* _Written instruction_
Please identify every line in the rows below that contains the word "front" and copy each of those lines in full.

---------- Data shown ----------

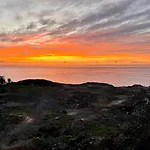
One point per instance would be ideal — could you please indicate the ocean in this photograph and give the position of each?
(118, 76)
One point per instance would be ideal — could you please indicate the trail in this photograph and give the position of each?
(43, 102)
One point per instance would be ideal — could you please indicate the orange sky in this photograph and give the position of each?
(88, 32)
(73, 54)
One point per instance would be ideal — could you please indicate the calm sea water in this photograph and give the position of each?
(118, 76)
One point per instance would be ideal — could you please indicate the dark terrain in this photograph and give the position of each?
(43, 115)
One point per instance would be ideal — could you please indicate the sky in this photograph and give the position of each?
(75, 32)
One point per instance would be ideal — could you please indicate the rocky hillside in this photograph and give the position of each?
(43, 115)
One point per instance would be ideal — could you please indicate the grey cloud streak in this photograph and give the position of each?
(91, 20)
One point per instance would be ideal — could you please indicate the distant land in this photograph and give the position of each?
(41, 114)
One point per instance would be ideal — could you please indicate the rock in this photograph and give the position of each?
(57, 118)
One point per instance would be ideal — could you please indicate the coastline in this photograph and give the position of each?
(37, 114)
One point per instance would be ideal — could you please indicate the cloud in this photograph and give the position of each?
(83, 22)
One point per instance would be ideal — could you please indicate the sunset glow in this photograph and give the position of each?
(74, 32)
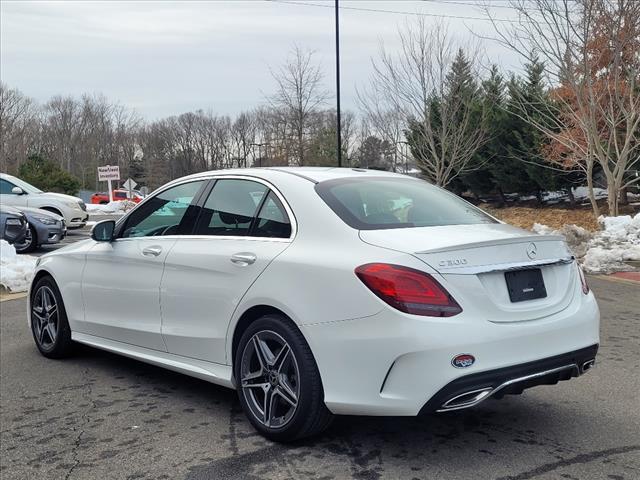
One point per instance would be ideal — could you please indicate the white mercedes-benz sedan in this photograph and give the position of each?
(322, 291)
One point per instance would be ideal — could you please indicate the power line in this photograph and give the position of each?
(398, 12)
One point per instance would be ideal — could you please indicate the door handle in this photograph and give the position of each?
(153, 251)
(244, 258)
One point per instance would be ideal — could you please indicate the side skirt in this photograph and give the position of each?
(210, 372)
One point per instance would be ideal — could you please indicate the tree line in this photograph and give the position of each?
(570, 116)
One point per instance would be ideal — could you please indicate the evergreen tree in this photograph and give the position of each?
(137, 171)
(482, 180)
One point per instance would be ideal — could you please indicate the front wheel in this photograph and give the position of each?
(49, 323)
(278, 381)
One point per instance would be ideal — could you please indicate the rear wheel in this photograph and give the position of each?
(30, 242)
(49, 323)
(279, 385)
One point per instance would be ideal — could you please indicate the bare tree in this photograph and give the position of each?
(590, 48)
(299, 93)
(413, 86)
(18, 127)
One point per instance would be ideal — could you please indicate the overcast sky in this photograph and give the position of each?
(167, 57)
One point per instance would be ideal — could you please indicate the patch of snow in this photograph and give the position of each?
(605, 251)
(582, 193)
(16, 271)
(117, 207)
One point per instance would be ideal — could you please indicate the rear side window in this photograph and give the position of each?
(383, 203)
(231, 208)
(272, 221)
(6, 187)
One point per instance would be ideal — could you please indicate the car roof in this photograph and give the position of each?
(312, 174)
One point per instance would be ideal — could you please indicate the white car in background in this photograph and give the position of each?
(321, 291)
(18, 193)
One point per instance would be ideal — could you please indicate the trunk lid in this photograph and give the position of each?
(473, 259)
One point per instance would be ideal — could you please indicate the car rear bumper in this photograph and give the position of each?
(471, 390)
(392, 363)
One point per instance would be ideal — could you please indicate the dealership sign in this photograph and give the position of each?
(108, 172)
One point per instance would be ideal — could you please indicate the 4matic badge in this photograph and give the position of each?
(463, 360)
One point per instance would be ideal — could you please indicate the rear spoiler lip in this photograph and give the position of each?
(489, 243)
(506, 267)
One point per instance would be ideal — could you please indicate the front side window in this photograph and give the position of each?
(168, 213)
(383, 203)
(231, 208)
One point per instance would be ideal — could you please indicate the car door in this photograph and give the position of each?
(243, 225)
(121, 280)
(7, 197)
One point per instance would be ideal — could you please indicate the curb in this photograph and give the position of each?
(630, 278)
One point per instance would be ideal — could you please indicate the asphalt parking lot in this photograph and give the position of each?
(98, 415)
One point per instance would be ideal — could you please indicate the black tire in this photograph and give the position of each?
(310, 415)
(61, 345)
(28, 247)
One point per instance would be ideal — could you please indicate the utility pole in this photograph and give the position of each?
(405, 155)
(338, 122)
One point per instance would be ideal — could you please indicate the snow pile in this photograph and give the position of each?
(16, 271)
(118, 207)
(605, 251)
(618, 242)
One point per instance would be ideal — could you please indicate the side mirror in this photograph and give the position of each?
(103, 231)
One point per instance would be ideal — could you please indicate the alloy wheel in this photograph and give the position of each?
(270, 379)
(45, 317)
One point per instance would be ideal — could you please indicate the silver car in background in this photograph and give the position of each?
(44, 228)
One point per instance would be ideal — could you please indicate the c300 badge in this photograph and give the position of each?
(463, 360)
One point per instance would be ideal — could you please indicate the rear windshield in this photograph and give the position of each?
(381, 203)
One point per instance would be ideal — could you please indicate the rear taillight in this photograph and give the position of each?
(408, 290)
(583, 281)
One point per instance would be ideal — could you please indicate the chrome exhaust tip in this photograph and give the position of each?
(588, 365)
(467, 399)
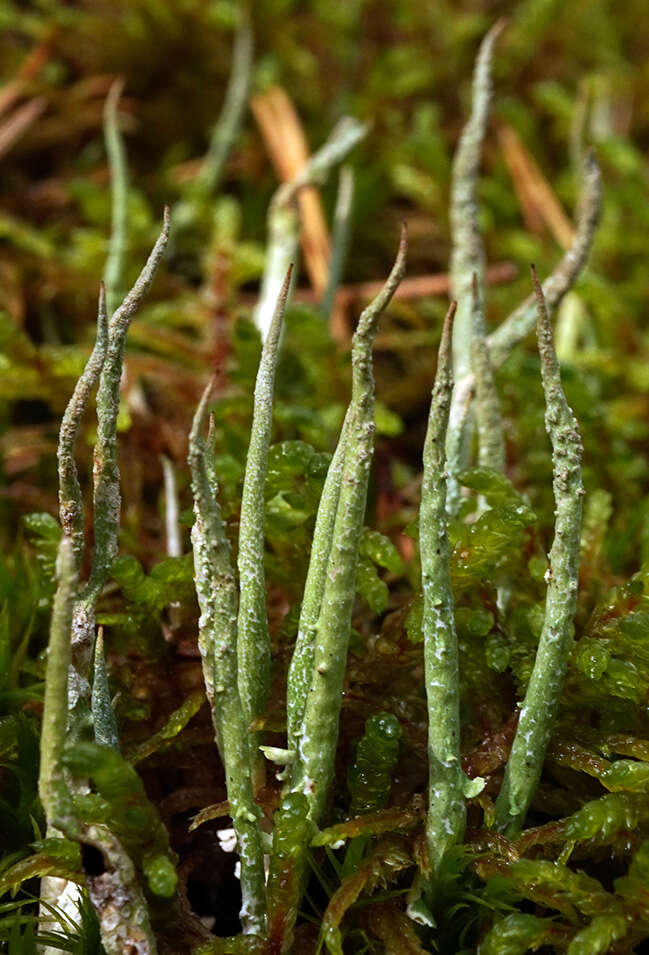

----------

* _Problem solution_
One point per instance would be ideal — could you please indicate the front wheel in this photograph and give the position of each?
One point per instance would be ideal — could you please indicate the front side window in this photograph and give the position of each?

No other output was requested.